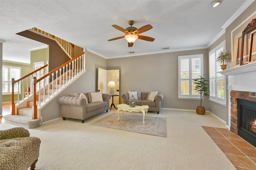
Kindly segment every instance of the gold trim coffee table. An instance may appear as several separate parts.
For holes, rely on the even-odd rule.
[[[119,111],[121,110],[123,111],[123,117],[124,117],[124,111],[128,111],[129,112],[141,112],[143,113],[143,125],[145,125],[145,121],[144,119],[145,115],[146,115],[146,119],[147,120],[147,113],[148,113],[148,109],[149,107],[148,105],[142,106],[136,106],[134,107],[130,107],[128,104],[123,104],[117,105],[117,115],[118,118],[117,119],[118,121],[119,120]]]

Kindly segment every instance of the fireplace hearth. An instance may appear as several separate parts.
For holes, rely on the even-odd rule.
[[[237,99],[238,135],[256,147],[256,102]]]

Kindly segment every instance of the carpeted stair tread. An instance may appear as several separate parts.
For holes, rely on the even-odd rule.
[[[26,107],[20,109],[19,114],[21,116],[32,117],[32,108]]]
[[[33,106],[33,104],[34,104],[34,102],[33,101],[30,102],[29,102],[29,107],[30,108],[32,108],[32,106]],[[36,106],[38,106],[38,104],[39,104],[39,101],[38,101],[38,100],[37,100],[36,101]]]
[[[41,121],[40,119],[32,119],[32,117],[21,115],[6,115],[3,118],[6,123],[28,129],[39,127]]]

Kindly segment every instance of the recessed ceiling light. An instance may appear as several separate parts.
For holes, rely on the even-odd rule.
[[[215,0],[212,2],[211,6],[212,7],[216,7],[219,5],[220,3],[220,1],[218,0]]]

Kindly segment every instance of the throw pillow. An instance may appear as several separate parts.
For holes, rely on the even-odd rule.
[[[70,94],[72,97],[77,97],[78,98],[79,97],[79,95],[76,93],[71,93]]]
[[[98,93],[97,92],[92,92],[92,93]],[[88,98],[89,98],[89,103],[91,103],[92,102],[92,96],[91,96],[91,92],[88,92],[87,94],[88,94]]]
[[[157,95],[157,92],[151,92],[149,97],[148,97],[148,100],[152,102],[154,101],[155,98],[156,98],[156,96]]]
[[[81,94],[80,94],[80,95],[79,95],[79,97],[82,98],[85,98],[85,100],[86,100],[86,104],[88,104],[88,100],[87,100],[87,98],[86,98],[86,96],[85,96],[84,94],[83,93],[81,93]]]
[[[102,94],[101,93],[91,93],[92,103],[103,102]]]
[[[140,92],[140,91],[137,91],[137,92],[138,92],[138,94],[137,94],[138,99],[138,100],[141,100],[141,92]]]
[[[131,100],[132,99],[134,100],[137,100],[138,99],[138,93],[137,92],[130,92],[128,91],[128,94],[129,94],[129,100]],[[132,96],[133,96],[134,99],[133,98],[131,98]]]

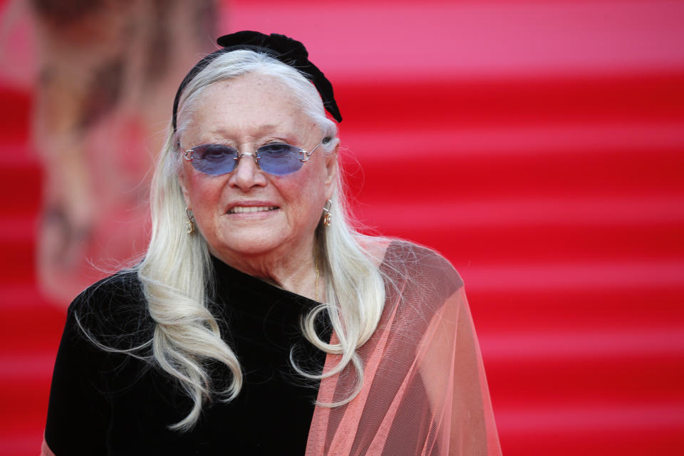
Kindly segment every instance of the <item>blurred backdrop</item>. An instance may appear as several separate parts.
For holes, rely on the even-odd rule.
[[[34,455],[66,306],[145,245],[216,36],[303,41],[353,209],[466,284],[507,455],[684,453],[684,1],[0,1],[0,455]]]

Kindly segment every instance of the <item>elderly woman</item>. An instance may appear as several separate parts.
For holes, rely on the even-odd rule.
[[[500,454],[457,274],[348,221],[330,83],[284,36],[218,43],[144,259],[69,309],[43,454]]]

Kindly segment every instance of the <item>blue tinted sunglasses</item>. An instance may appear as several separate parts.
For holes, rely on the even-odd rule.
[[[237,166],[240,158],[249,155],[254,160],[260,170],[269,174],[281,176],[301,169],[314,151],[331,139],[327,137],[323,138],[311,152],[284,142],[266,144],[256,149],[254,153],[244,154],[241,154],[234,147],[223,144],[202,144],[188,149],[183,152],[183,157],[190,162],[197,171],[219,175],[232,172]]]

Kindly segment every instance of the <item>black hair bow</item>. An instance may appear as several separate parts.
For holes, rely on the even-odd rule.
[[[172,124],[173,130],[176,130],[176,115],[178,110],[178,101],[183,89],[187,86],[198,73],[204,69],[209,63],[221,54],[237,51],[238,49],[249,49],[256,52],[264,52],[282,63],[289,65],[304,73],[304,76],[311,81],[323,99],[323,105],[331,115],[338,122],[342,121],[340,110],[335,101],[333,94],[333,86],[314,63],[309,61],[309,52],[301,42],[294,40],[285,35],[271,33],[264,35],[258,31],[243,31],[224,35],[217,40],[221,49],[215,51],[204,56],[197,62],[197,65],[187,73],[183,82],[180,83],[176,98],[173,101],[173,118]]]

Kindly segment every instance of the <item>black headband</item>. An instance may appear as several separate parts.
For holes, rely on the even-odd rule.
[[[333,95],[333,86],[314,63],[309,61],[309,53],[304,45],[284,35],[271,33],[264,35],[258,31],[244,31],[229,35],[224,35],[216,41],[222,48],[214,51],[197,62],[192,67],[183,82],[180,83],[176,98],[173,100],[173,118],[172,125],[173,130],[176,130],[176,115],[178,111],[178,101],[183,89],[187,86],[198,73],[207,68],[214,58],[226,52],[237,51],[238,49],[248,49],[255,52],[263,52],[294,68],[299,70],[304,76],[314,83],[321,98],[323,99],[323,105],[338,122],[342,121],[340,110],[335,102]]]

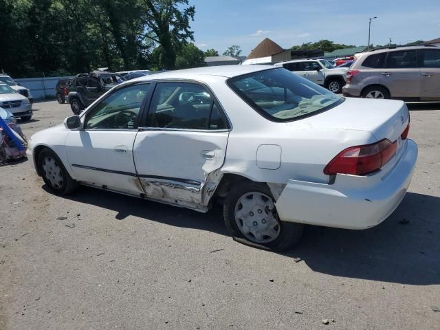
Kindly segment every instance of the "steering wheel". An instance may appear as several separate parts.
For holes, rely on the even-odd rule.
[[[129,122],[136,119],[138,113],[130,110],[124,110],[115,116],[115,127],[128,128]]]

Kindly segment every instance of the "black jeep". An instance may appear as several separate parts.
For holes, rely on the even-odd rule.
[[[66,100],[72,111],[79,114],[95,100],[124,81],[120,74],[103,71],[77,74],[66,87]]]

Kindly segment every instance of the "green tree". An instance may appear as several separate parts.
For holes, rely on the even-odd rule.
[[[176,58],[176,69],[204,67],[205,54],[193,43],[183,45]]]
[[[214,50],[214,49],[210,49],[210,50],[207,50],[205,52],[205,56],[208,57],[208,56],[219,56],[219,52]]]
[[[236,57],[239,56],[241,54],[241,47],[237,45],[232,45],[229,46],[226,51],[223,53],[226,56]]]

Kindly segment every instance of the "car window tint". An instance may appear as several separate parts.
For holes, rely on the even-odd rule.
[[[362,63],[362,67],[378,69],[384,67],[384,60],[386,53],[373,54],[368,56]]]
[[[423,50],[422,67],[440,67],[440,50]]]
[[[118,89],[87,113],[85,128],[134,129],[141,105],[149,89],[149,84],[142,84]]]
[[[214,102],[209,121],[209,129],[226,129],[227,128],[226,118],[217,103]]]
[[[99,85],[99,81],[94,78],[89,78],[87,81],[87,87],[98,87]]]
[[[415,50],[390,52],[388,54],[385,67],[388,69],[417,67],[415,54]]]
[[[250,78],[260,82],[260,87],[241,88],[242,80]],[[274,121],[311,116],[343,102],[327,89],[280,68],[232,78],[228,85],[252,108]]]
[[[221,118],[218,114],[212,118],[212,126],[210,126],[212,102],[210,93],[199,85],[187,82],[157,84],[147,125],[172,129],[220,129],[220,127],[224,127],[224,124],[221,124]]]
[[[305,62],[304,64],[304,71],[316,71],[321,67],[318,62]]]

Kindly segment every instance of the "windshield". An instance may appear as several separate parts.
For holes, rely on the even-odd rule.
[[[343,101],[327,89],[281,68],[235,77],[228,84],[248,104],[273,121],[307,117]]]
[[[5,82],[10,86],[15,86],[16,84],[9,76],[2,76],[0,77],[0,81]]]
[[[319,60],[322,65],[327,69],[334,69],[335,66],[327,60]]]
[[[7,85],[0,85],[0,94],[12,94],[15,91]]]

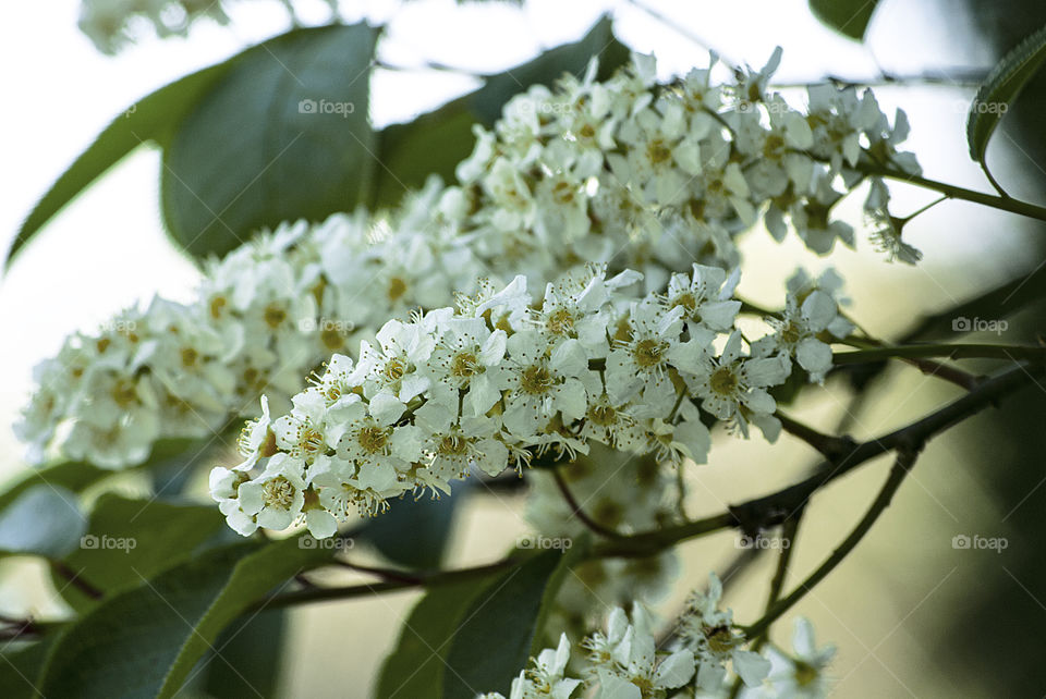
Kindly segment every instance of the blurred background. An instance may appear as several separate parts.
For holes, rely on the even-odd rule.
----------
**GIVEN TASK:** Copy the listing above line for line, leaving out the pictures.

**EXPECTED OUTPUT:**
Kindly segment every instance of the gold trim coffee table. An instance may appear as several separate parts.
For holes, rely on the even-odd rule.
[[[119,111],[121,110],[123,111],[123,117],[124,117],[124,111],[128,111],[129,112],[141,112],[143,113],[143,125],[145,125],[145,121],[144,119],[145,115],[146,115],[146,119],[147,120],[147,113],[148,113],[148,109],[149,107],[148,105],[142,106],[136,106],[134,107],[130,107],[128,104],[123,104],[117,105],[117,115],[118,118],[117,119],[118,121],[119,120]]]

Kindly segment every instance of the fireplace hearth. An instance may appear as several separate parts.
For holes, rely on the even-odd rule.
[[[237,99],[238,135],[256,147],[256,102]]]

Kindly segment every instance of the carpeted stair tread. An instance may appear as several separate parts.
For holes, rely on the even-odd rule.
[[[26,107],[20,109],[19,114],[21,116],[32,117],[32,108]]]
[[[33,106],[33,104],[34,104],[34,102],[33,101],[30,102],[29,102],[29,107],[30,108],[32,108],[32,106]],[[36,106],[38,106],[38,104],[39,104],[39,101],[38,101],[38,100],[37,100],[36,101]]]
[[[41,121],[40,119],[32,119],[32,117],[21,115],[6,115],[3,118],[6,123],[28,129],[39,127]]]

Kindly segment every instance of the recessed ceiling light. An instance may appear as several separate parts.
For holes, rely on the even-odd rule.
[[[215,0],[212,2],[211,6],[212,7],[216,7],[219,5],[220,3],[220,1],[218,0]]]

Kindly segment every instance of the throw pillow. An instance may appear as several separate parts.
For holes, rely on the even-odd rule.
[[[70,94],[72,97],[77,97],[78,98],[79,97],[79,95],[76,93],[71,93]]]
[[[98,93],[97,92],[92,92],[92,93]],[[88,98],[89,98],[89,103],[91,103],[92,102],[92,96],[91,96],[91,92],[88,92],[87,94],[88,94]]]
[[[157,95],[157,92],[151,92],[149,97],[148,97],[148,100],[152,102],[154,101],[155,98],[156,98],[156,96]]]
[[[81,94],[80,94],[80,95],[79,95],[79,97],[82,98],[85,98],[85,100],[86,100],[86,104],[88,104],[88,100],[87,100],[87,98],[86,98],[86,96],[85,96],[84,94],[83,93],[81,93]]]
[[[102,94],[101,93],[91,93],[92,103],[103,102]]]
[[[140,92],[140,91],[137,91],[137,92],[138,92],[138,94],[137,94],[138,99],[138,100],[141,100],[141,92]]]
[[[131,100],[132,99],[134,100],[137,100],[138,99],[138,93],[137,92],[130,92],[128,91],[128,94],[129,94],[129,100]],[[132,96],[133,96],[134,99],[133,98],[131,98]]]

Kindly segment every instance of the <item>blurred backdrop</item>. An instance may appear as several separate parts.
For holes, rely on the even-odd rule.
[[[34,455],[66,306],[145,245],[216,36],[303,41],[353,209],[466,284],[507,455],[684,453],[684,1],[0,1],[0,455]]]

Kindly segment every instance of the <item>elderly woman</item>. An instance may appear as several separate parts.
For holes, rely on the even-odd rule.
[[[500,454],[457,274],[348,221],[330,83],[284,36],[218,43],[144,259],[69,309],[43,454]]]

Kindly segment every instance of the <item>blue tinted sunglasses</item>. An instance may appear as several separate parts.
For holes, rely on the even-odd rule.
[[[237,166],[240,158],[249,155],[254,160],[260,170],[269,174],[281,176],[301,169],[314,151],[331,139],[327,137],[323,138],[311,152],[284,142],[266,144],[256,149],[254,153],[244,154],[241,154],[234,147],[223,144],[202,144],[188,149],[183,152],[183,157],[190,162],[197,171],[219,175],[232,172]]]

Kindly segment every instance of the <item>black hair bow</item>. An instance may appear as several separate parts.
For holes, rely on the even-odd rule.
[[[172,124],[173,130],[176,130],[176,115],[178,110],[178,101],[183,89],[187,86],[198,73],[204,69],[209,63],[221,54],[237,51],[238,49],[249,49],[256,52],[264,52],[282,63],[289,65],[304,73],[304,76],[311,81],[323,99],[323,105],[331,115],[338,122],[342,121],[340,110],[335,101],[333,94],[333,86],[314,63],[309,61],[309,52],[301,42],[294,40],[285,35],[271,33],[264,35],[258,31],[243,31],[224,35],[217,40],[221,49],[215,51],[204,56],[197,62],[197,65],[187,73],[183,82],[180,83],[176,98],[173,101],[173,118]]]

Kindly segment every instance of the <item>black headband</item>. An instance may appear as several separate parts.
For holes, rely on the even-odd rule.
[[[333,95],[333,86],[314,63],[309,61],[309,53],[304,45],[284,35],[271,33],[264,35],[258,31],[244,31],[229,35],[224,35],[216,41],[222,48],[214,51],[197,62],[192,67],[183,82],[180,83],[176,98],[173,100],[173,118],[172,125],[173,130],[176,130],[176,115],[178,111],[178,101],[183,89],[187,86],[198,73],[207,68],[214,58],[226,52],[237,51],[238,49],[248,49],[255,52],[263,52],[294,68],[299,70],[304,76],[314,83],[321,98],[323,99],[323,105],[338,122],[342,121],[340,110],[335,102]]]

Kindly segment every instance of the "steering wheel". An instance may appear as several separate parts.
For holes, rely on the even-odd rule.
[[[129,122],[136,119],[138,113],[130,110],[124,110],[115,116],[115,127],[128,128]]]

Kindly segment every instance of the "black jeep". An instance may appear as several separate parts.
For holes, rely on the even-odd rule.
[[[66,100],[72,111],[79,114],[95,100],[124,81],[120,74],[103,71],[77,74],[66,87]]]

Kindly segment every instance of the "green tree". An instance may appear as several separate parts.
For holes, rely on the even-odd rule.
[[[176,58],[176,69],[204,67],[205,54],[193,43],[183,45]]]
[[[214,50],[214,49],[210,49],[210,50],[207,50],[205,52],[205,56],[208,57],[208,56],[219,56],[219,52]]]
[[[236,57],[239,56],[241,54],[241,47],[237,45],[232,45],[229,46],[226,51],[223,53],[226,56]]]

Kindly segment every instance of the "car window tint". An instance may appear as several separate parts.
For holes, rely on the even-odd rule.
[[[362,63],[362,67],[378,69],[384,67],[384,60],[386,53],[373,54],[368,56]]]
[[[423,50],[422,67],[440,67],[440,50]]]
[[[118,89],[87,113],[85,128],[134,129],[141,105],[149,89],[149,84],[142,84]]]
[[[214,102],[209,121],[209,129],[226,129],[227,128],[226,118],[217,103]]]
[[[99,85],[99,81],[94,78],[89,78],[87,81],[87,87],[98,87]]]
[[[415,50],[390,52],[388,54],[385,67],[388,69],[417,67],[415,54]]]
[[[250,78],[260,82],[260,87],[241,88],[242,80]],[[274,121],[311,116],[343,102],[327,89],[280,68],[232,78],[228,85],[252,108]]]
[[[221,118],[218,114],[212,118],[212,126],[210,126],[212,102],[210,93],[199,85],[187,82],[157,84],[147,125],[172,129],[220,129],[220,127],[224,127],[224,124],[221,124]]]
[[[305,62],[304,64],[304,71],[316,71],[321,67],[318,62]]]

Kindly segment every instance of the "windshield". An instance may appear as several separate parts.
For holes, rely on the even-odd rule.
[[[343,101],[327,89],[281,68],[235,77],[228,84],[248,104],[273,121],[307,117]]]
[[[5,82],[10,86],[15,86],[16,84],[9,76],[2,76],[0,77],[0,81]]]
[[[319,60],[322,65],[327,69],[334,69],[335,66],[327,60]]]
[[[7,85],[0,85],[0,94],[12,94],[15,91]]]

Kindly segment every instance of the blurred background. An instance may appear as several separate parts.
For holes, rely on the even-odd rule.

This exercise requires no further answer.